DATA LISTING:
══════════════════════════════

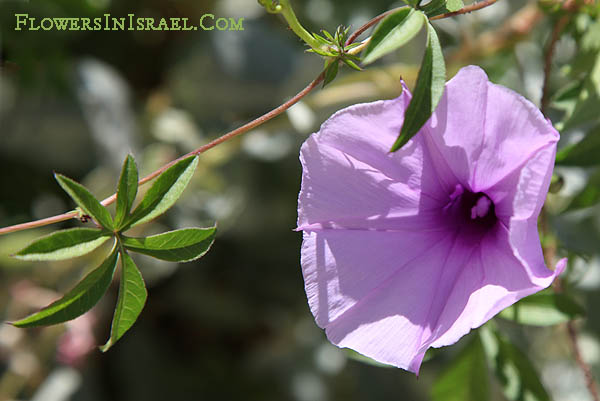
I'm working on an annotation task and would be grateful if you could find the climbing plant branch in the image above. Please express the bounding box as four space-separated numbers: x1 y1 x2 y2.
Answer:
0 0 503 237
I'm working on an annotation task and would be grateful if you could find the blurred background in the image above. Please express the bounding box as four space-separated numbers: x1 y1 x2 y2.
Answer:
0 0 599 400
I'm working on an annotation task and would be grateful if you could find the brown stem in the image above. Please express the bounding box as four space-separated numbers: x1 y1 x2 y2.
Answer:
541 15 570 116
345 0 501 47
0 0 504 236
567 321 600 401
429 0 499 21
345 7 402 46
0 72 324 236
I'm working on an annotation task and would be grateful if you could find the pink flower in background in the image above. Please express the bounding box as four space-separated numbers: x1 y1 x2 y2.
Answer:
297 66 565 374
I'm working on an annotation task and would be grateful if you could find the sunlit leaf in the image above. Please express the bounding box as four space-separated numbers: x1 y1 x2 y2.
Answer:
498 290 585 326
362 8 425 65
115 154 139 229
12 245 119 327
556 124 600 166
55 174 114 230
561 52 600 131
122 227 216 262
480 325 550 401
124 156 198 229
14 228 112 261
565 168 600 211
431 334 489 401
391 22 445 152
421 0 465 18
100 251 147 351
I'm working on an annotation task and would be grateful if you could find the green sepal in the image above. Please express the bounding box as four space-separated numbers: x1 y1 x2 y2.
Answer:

══════════════════════════════

WHAT YOU HAVE TO DO: Print the records above verbatim, pictures excluded.

RESPONSE BOX:
I'm working on an annotation task and would be grateful if you could find the climbing plant branch in the image above. Please express the bounding box as four space-separated numbers: x1 y1 x2 y2.
Answer:
0 0 503 237
I'm working on an annotation task and would be grateful if you could find the blurred background in the image above. Please express the bounding box as four space-separated numbers: x1 y1 x2 y2.
Answer:
0 0 599 400
I'm working on an annotation task and would be grateful if you could find the brown stem in the image above. Please express the bounding box as four space-separated numbers: x1 y1 x2 y2.
Answer:
541 15 570 116
345 0 501 47
0 0 504 236
567 321 600 401
429 0 499 21
345 7 402 46
0 72 324 236
I'm working on an annotation task and would be grateful if you could find the pink flower in background in the image above. Please express the bounding box as four space-separated numbers: x1 y1 x2 y2.
Answer:
297 66 565 374
I'm working on an annotation task and would be grateful if you could find the sunlit leaf in the image above. Please express the bounding box as four space-separated numbers: x1 y1 x2 y2.
Answer:
498 290 585 326
362 8 425 65
115 154 139 229
12 245 119 327
556 124 600 166
55 174 114 230
561 52 600 131
122 227 216 262
480 325 550 401
124 156 198 229
14 228 112 261
565 168 600 211
431 334 489 401
391 22 445 152
421 0 465 18
100 251 147 351
I'm working on an annotation task and would be grateful if you could find the green sepal in the image above. Please express the bounding box as four space-separated numbers: x1 y1 x2 y2.
Answer:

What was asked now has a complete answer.